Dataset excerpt
--- Start ---

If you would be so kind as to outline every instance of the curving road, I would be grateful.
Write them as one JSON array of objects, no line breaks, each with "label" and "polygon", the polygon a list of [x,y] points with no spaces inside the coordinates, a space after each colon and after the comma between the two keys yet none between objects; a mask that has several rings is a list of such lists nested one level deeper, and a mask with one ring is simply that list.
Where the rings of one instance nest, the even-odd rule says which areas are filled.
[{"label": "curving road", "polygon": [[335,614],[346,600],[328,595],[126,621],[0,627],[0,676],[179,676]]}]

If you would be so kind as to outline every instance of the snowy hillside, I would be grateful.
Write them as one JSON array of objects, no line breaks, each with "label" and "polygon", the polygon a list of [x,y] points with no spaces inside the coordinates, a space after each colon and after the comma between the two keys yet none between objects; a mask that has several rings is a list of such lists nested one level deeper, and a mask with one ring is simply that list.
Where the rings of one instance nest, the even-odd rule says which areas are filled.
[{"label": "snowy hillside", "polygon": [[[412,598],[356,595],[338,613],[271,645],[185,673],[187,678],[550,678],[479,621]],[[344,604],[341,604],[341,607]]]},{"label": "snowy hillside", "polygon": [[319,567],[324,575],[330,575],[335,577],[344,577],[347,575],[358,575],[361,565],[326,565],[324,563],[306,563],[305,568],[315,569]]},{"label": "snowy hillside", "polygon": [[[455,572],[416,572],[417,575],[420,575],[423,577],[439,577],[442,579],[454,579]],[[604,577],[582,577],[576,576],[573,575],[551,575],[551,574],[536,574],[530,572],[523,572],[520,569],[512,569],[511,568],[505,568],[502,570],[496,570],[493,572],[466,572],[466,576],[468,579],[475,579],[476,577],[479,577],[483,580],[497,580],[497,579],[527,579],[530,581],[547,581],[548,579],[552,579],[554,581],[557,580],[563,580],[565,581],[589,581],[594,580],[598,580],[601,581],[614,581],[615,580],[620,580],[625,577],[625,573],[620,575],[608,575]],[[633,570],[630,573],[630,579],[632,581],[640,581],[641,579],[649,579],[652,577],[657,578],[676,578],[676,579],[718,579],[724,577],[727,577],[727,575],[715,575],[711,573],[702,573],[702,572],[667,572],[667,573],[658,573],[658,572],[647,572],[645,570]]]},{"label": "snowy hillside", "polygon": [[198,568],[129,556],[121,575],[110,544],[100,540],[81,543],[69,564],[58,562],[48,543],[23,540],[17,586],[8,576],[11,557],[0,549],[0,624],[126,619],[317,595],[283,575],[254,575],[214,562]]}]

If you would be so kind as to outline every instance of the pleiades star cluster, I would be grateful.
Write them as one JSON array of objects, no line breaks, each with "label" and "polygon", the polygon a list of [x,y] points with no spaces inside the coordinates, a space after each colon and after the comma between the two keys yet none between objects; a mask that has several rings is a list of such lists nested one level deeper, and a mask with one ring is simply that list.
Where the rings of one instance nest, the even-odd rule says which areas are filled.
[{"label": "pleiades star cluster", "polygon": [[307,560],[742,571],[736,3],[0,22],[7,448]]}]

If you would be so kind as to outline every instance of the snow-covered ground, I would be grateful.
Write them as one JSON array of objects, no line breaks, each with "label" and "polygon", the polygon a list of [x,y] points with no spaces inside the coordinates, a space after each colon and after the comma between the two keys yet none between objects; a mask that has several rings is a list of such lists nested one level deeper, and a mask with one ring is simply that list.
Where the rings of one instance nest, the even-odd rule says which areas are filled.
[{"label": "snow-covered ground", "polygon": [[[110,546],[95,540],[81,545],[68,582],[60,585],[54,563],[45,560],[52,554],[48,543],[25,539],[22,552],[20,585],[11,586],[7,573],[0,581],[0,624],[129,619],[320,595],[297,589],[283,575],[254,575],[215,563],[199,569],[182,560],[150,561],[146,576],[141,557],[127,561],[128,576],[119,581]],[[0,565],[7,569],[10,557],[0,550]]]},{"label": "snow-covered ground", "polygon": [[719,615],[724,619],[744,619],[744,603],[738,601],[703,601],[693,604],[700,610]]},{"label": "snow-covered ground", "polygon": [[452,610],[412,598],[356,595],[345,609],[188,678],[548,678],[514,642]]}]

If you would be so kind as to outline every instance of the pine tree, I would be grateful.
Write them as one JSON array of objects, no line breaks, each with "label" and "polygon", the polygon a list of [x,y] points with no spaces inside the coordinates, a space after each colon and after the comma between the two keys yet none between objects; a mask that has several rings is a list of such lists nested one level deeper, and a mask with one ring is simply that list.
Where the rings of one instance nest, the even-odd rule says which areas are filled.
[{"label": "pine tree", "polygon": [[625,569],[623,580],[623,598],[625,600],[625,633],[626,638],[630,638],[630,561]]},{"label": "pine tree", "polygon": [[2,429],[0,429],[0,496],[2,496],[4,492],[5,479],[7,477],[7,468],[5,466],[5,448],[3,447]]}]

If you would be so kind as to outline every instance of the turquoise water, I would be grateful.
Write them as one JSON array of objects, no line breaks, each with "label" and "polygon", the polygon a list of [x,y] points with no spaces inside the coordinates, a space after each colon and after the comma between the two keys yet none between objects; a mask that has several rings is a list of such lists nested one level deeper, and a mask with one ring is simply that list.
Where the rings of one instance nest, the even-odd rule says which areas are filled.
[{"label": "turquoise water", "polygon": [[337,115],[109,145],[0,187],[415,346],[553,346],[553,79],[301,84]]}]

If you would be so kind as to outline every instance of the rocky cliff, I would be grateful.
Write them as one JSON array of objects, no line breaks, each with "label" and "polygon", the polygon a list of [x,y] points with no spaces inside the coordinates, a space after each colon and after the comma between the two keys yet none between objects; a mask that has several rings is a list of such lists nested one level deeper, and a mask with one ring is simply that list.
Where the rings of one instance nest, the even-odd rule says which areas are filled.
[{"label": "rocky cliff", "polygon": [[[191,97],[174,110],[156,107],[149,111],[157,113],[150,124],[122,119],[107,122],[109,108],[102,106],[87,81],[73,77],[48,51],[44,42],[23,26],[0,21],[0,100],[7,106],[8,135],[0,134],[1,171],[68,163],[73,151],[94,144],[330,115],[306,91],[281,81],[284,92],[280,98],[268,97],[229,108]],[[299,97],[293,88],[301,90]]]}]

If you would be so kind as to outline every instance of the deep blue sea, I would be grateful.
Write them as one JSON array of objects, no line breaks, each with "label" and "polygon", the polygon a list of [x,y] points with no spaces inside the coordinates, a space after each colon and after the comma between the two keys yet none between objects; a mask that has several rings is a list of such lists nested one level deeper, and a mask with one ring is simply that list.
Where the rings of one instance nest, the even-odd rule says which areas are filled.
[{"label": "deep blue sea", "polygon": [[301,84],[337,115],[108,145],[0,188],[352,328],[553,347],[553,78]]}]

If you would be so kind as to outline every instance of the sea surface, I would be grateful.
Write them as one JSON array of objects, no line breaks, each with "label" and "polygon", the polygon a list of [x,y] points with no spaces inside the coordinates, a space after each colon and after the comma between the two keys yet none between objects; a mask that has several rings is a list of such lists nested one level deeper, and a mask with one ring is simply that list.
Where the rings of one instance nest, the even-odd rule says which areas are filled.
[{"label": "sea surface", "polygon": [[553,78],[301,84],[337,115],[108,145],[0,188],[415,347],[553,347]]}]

--- End ---

Extract the whole listing, character for character.

If you would be so kind as to outline every instance of the curving road, I would be grateful.
Write them as one JSON array of objects, no line breaks, each with "label" and "polygon", the polygon a list of [x,y] points with no spaces inside the coordinates, a space after each colon and after the comma between the two keys yet none between objects; a mask that has several rings is a list of such lists nested one level deeper, and a mask with one ring is simply that list.
Where the rings of one instance nest, the even-odd rule says which areas are filled.
[{"label": "curving road", "polygon": [[335,614],[346,600],[328,595],[126,621],[0,627],[0,676],[179,676]]}]

If you would be so kind as to outline every instance of the snowy hillside, I would be grateful.
Write them as one JSON array of objects, no line breaks, each with "label" and "polygon", the polygon a list of [x,y] points with no spaces inside the coordinates, a space after each colon and after the comma between the two keys yet none between objects; a mask that has several rings is a list of such lists nested one level deeper, and a mask with one ring is simply that list.
Where the rings of one instance nest, the even-odd rule says which areas are filled.
[{"label": "snowy hillside", "polygon": [[[412,598],[356,595],[338,613],[271,645],[185,673],[187,678],[550,678],[479,621]],[[344,604],[341,604],[341,607]]]},{"label": "snowy hillside", "polygon": [[319,567],[324,575],[330,575],[335,577],[344,577],[347,575],[358,575],[361,565],[326,565],[324,563],[306,563],[305,568],[315,569]]},{"label": "snowy hillside", "polygon": [[[455,572],[416,572],[417,575],[420,575],[423,577],[439,577],[442,579],[454,579]],[[604,577],[582,577],[576,576],[573,575],[551,575],[551,574],[536,574],[530,572],[523,572],[520,569],[512,569],[511,568],[505,568],[502,570],[496,570],[493,572],[466,572],[466,576],[468,579],[475,579],[476,577],[479,577],[483,580],[497,580],[497,579],[527,579],[530,581],[547,581],[548,579],[552,579],[554,581],[557,580],[563,580],[565,581],[589,581],[594,580],[598,580],[601,581],[614,581],[615,580],[620,580],[625,577],[625,573],[620,575],[608,575]],[[633,570],[630,573],[630,579],[632,581],[640,581],[641,579],[649,579],[652,577],[657,578],[676,578],[676,579],[718,579],[724,577],[727,577],[727,575],[715,575],[711,573],[702,573],[702,572],[667,572],[667,573],[658,573],[658,572],[647,572],[645,570]]]},{"label": "snowy hillside", "polygon": [[198,568],[129,556],[121,575],[110,544],[100,540],[81,543],[69,564],[58,562],[48,543],[23,540],[17,586],[8,576],[11,557],[0,549],[0,624],[126,619],[317,595],[283,575],[254,575],[214,562]]}]

If you would be so kind as to outline every instance of the pleiades star cluster, I would be grateful.
Write them as one JSON array of objects, no line breaks, each with "label" and "polygon", the polygon a list of [x,y] points with no spaces inside the coordinates, a space after each colon and after the comma between the two keys yet none between objects; a mask that has several rings is a list of such lists nested one level deeper, and a mask with one ring is simply that list.
Where the rings of one instance nest, the even-odd rule says which areas are filled.
[{"label": "pleiades star cluster", "polygon": [[307,560],[742,571],[736,3],[0,22],[7,448]]}]

If you would be so kind as to outline every instance of the snow-covered ground, I would be grateful.
Write them as one JSON array of objects, no line breaks, each with "label" and "polygon", the polygon a list of [x,y] points with no spaces inside the coordinates, a space after each colon and after the comma between the two keys yet none between objects; a mask that has several rings is a list of such lists nested one level deeper, and a mask with one ring is simply that list.
Where the rings of one instance nest, the even-odd rule says which areas are filled.
[{"label": "snow-covered ground", "polygon": [[[110,546],[95,540],[81,545],[68,582],[60,585],[54,563],[45,560],[52,554],[48,543],[25,539],[22,552],[20,585],[11,586],[7,573],[0,581],[0,624],[129,619],[320,595],[297,589],[283,575],[254,575],[215,563],[199,569],[182,560],[150,561],[146,576],[141,557],[127,561],[128,576],[119,581]],[[0,565],[7,569],[10,557],[0,550]]]},{"label": "snow-covered ground", "polygon": [[719,615],[724,619],[744,619],[744,603],[738,601],[703,601],[693,604],[700,610]]},{"label": "snow-covered ground", "polygon": [[452,610],[412,598],[356,595],[345,609],[188,678],[548,678],[514,642]]}]

If you would be so kind as to outline every instance of the pine tree, I would be grateful.
Write them as one JSON array of objects, no line breaks, each with "label" and "polygon", the polygon a list of [x,y] points with no spaces inside the coordinates, a space after each colon and after the comma between the two keys yet none between objects; a mask that has several rings is a list of such lists nested one level deeper, and a mask with one ring is simply that list.
Where the rings of one instance nest, the even-odd rule says which areas are filled.
[{"label": "pine tree", "polygon": [[625,569],[623,580],[623,598],[625,600],[625,633],[626,638],[630,638],[630,561]]},{"label": "pine tree", "polygon": [[2,429],[0,429],[0,496],[2,496],[4,492],[5,479],[7,477],[7,468],[5,466],[5,448],[3,447]]}]

If you would be so kind as to outline every instance of the turquoise water, I would be grateful.
Write them as one JSON array of objects, no line breaks, each with "label" and "polygon", the polygon a list of [x,y] points with no spaces inside the coordinates, a space after each colon and after the comma between the two keys yet none between objects; a mask that has several rings is a list of such lists nested one level deeper, and a mask with one ring is simply that list.
Where the rings of one instance nest, the even-odd rule says which areas are filled.
[{"label": "turquoise water", "polygon": [[337,115],[109,145],[0,187],[415,346],[553,346],[553,79],[301,84]]}]

If you would be so kind as to outline every instance of the rocky cliff, I would be grateful.
Write them as one JSON array of objects, no line breaks, each with "label" and "polygon", the polygon a list of [x,y] points with no spaces inside the coordinates, a space after each colon and after the comma between the two keys yet none between objects; a mask that has several rings is a list of such lists nested one level deeper, and a mask with one ring is simply that list.
Where the rings of one instance nest, the even-odd rule says which areas are filled.
[{"label": "rocky cliff", "polygon": [[[191,97],[174,110],[156,107],[149,111],[157,113],[150,124],[122,119],[107,122],[109,108],[102,106],[87,81],[73,77],[48,51],[44,42],[23,26],[0,21],[0,100],[7,106],[8,135],[0,134],[1,171],[68,163],[73,151],[94,144],[330,115],[306,91],[281,81],[284,92],[280,98],[268,97],[229,108]],[[299,97],[293,88],[301,90]]]}]

If you would be so kind as to outline every instance of the deep blue sea, I would be grateful.
Write them as one JSON array of objects, no line breaks, each with "label" and "polygon", the polygon a list of [x,y] points with no spaces inside the coordinates, a space after each colon and after the comma between the two keys yet none between objects; a mask that has several rings is a list of such lists nested one level deeper, and a mask with one ring is simply that list.
Where the rings of one instance nest, the even-odd rule says which areas are filled.
[{"label": "deep blue sea", "polygon": [[301,84],[337,115],[108,145],[0,188],[352,328],[553,347],[553,78]]}]

If you would be so kind as to outline every instance of the sea surface, I would be grateful.
Write them as one JSON array of objects, no line breaks, each with "label" and "polygon", the polygon a list of [x,y] points with no spaces inside the coordinates, a space after each colon and after the comma between the two keys yet none between objects; a mask that has several rings is a list of such lists nested one level deeper, and a mask with one ring is simply that list.
Where the rings of one instance nest, the even-odd rule says which areas are filled.
[{"label": "sea surface", "polygon": [[553,78],[301,84],[337,115],[108,145],[0,188],[415,347],[553,347]]}]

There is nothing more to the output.